#### CONSIGNA:
Cita sin cambios todas las líneas que van desde el comienzo hasta la que contiene "x=242 y=229", ambas incluidas.

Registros
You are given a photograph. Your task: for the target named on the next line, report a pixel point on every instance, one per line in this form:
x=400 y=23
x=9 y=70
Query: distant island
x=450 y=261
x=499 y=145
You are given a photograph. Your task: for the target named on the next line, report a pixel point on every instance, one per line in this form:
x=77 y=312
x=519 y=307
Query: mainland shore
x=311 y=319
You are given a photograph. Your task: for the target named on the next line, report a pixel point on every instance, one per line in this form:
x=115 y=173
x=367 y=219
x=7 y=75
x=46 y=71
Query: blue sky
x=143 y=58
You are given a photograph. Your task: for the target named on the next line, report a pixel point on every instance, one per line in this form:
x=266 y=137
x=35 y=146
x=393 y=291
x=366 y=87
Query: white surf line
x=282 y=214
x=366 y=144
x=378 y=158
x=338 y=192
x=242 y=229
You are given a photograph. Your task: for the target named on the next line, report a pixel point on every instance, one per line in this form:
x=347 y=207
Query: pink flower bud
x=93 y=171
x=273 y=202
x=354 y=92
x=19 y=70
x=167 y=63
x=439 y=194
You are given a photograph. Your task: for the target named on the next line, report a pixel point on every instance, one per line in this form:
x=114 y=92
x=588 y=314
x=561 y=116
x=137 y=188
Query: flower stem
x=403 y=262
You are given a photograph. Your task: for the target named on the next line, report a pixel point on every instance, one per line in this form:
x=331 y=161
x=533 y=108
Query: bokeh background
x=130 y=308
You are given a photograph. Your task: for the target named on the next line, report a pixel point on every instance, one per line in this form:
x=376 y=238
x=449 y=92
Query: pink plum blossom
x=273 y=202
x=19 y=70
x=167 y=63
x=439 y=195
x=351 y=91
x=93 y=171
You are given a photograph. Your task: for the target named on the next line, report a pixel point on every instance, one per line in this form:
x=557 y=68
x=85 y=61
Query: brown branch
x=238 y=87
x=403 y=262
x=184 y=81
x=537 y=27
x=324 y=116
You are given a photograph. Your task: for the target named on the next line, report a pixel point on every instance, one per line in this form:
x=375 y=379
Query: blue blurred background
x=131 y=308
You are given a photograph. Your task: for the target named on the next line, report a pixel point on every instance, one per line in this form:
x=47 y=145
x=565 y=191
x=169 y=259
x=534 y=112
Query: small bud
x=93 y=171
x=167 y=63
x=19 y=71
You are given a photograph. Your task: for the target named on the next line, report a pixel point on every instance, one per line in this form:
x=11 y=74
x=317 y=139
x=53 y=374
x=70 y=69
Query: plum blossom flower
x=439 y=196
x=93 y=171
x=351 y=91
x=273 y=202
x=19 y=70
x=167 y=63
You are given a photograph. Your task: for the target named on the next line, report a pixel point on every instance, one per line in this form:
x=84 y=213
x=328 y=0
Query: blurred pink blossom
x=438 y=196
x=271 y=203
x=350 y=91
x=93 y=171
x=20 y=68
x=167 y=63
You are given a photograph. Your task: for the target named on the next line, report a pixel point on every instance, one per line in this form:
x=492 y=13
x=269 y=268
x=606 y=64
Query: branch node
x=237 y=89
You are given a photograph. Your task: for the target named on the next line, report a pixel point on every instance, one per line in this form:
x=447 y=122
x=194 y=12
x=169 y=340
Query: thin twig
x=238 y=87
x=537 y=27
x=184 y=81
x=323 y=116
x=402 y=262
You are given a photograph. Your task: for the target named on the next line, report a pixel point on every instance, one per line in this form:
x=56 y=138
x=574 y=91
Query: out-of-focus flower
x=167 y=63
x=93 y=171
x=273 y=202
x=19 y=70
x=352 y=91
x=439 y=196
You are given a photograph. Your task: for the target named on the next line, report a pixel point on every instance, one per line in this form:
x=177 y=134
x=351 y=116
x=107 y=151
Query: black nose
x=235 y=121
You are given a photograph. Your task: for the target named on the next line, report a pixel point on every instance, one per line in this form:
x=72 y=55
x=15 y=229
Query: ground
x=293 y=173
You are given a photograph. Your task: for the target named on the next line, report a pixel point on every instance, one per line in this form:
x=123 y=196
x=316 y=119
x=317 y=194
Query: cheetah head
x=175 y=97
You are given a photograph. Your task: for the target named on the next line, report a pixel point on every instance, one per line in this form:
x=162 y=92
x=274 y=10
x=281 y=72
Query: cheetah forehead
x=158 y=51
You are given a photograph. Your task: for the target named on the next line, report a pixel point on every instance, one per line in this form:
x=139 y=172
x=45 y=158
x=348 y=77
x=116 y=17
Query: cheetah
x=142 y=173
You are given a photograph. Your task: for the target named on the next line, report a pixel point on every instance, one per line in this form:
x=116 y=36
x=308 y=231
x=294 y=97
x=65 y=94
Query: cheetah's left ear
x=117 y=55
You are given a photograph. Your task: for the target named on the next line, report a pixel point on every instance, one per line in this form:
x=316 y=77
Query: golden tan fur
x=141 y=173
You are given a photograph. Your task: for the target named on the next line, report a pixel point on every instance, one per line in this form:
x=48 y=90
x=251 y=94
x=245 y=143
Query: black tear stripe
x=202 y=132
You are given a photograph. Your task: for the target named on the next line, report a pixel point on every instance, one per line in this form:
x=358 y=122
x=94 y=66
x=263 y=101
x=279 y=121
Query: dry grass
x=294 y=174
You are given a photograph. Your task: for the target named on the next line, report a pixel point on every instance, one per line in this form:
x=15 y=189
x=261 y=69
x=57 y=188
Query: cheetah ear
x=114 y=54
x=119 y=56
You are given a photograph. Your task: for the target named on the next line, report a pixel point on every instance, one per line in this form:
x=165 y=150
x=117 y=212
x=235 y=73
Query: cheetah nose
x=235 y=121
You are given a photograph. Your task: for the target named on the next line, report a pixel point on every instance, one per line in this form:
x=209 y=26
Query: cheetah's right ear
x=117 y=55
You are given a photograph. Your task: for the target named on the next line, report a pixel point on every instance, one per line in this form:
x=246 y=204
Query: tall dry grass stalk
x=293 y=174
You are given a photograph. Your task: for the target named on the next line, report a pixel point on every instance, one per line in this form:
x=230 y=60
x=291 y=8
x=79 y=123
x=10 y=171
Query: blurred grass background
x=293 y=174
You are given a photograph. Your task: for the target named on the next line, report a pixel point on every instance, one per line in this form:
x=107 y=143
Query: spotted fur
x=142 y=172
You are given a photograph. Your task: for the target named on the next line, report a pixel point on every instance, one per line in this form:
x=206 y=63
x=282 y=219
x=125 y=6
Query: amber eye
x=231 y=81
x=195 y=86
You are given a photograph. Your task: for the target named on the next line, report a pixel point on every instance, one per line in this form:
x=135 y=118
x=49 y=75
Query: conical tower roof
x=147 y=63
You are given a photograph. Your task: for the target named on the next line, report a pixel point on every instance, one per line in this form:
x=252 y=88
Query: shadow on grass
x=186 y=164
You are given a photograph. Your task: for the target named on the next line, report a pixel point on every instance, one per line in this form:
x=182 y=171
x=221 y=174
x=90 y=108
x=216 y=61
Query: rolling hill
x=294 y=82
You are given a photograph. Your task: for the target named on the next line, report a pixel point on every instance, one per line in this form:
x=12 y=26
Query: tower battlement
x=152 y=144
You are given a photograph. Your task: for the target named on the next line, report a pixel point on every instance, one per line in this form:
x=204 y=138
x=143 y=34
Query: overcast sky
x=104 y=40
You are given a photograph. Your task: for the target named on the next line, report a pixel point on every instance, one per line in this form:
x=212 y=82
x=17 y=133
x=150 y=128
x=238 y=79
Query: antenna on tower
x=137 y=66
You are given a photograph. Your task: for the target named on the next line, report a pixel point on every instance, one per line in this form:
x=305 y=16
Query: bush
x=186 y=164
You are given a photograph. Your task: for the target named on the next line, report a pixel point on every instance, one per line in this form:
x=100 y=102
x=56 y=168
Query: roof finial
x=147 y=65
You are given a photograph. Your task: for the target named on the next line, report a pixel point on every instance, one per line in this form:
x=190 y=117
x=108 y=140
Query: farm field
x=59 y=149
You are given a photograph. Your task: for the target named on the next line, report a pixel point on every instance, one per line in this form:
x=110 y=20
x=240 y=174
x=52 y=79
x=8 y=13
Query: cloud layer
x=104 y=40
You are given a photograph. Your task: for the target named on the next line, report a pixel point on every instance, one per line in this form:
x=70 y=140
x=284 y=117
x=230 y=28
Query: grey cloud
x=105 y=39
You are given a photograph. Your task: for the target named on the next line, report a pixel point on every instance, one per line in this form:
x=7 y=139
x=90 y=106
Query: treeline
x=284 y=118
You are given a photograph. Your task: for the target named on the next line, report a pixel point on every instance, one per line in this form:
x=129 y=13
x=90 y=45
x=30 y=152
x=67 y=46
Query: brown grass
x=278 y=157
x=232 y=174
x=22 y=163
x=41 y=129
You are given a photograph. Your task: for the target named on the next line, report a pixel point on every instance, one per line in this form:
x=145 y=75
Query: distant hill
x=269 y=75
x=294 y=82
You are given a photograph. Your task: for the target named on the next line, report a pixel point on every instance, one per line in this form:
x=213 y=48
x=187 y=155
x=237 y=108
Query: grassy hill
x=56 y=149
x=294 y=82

#### RESULTADO:
You are given a photograph. Your task: for the target named on the next line, report a pixel point on every instance, one per line in this form:
x=400 y=23
x=9 y=70
Query: distant island
x=450 y=261
x=499 y=145
You are given a photograph. Your task: for the target named on the next line, report a pixel point on every instance, one per line in this form:
x=77 y=312
x=519 y=307
Query: mainland shore
x=311 y=319
You are given a photograph. Your task: for the target named on the next line, report a pixel point on every instance, one per line in this form:
x=115 y=173
x=367 y=219
x=7 y=75
x=46 y=71
Query: blue sky
x=143 y=58
You are given a photograph. Your task: for the target named on the next line, report a pixel point on every instance, one per line in this form:
x=266 y=137
x=35 y=146
x=393 y=291
x=366 y=87
Query: white surf line
x=282 y=214
x=366 y=144
x=378 y=158
x=338 y=192
x=242 y=229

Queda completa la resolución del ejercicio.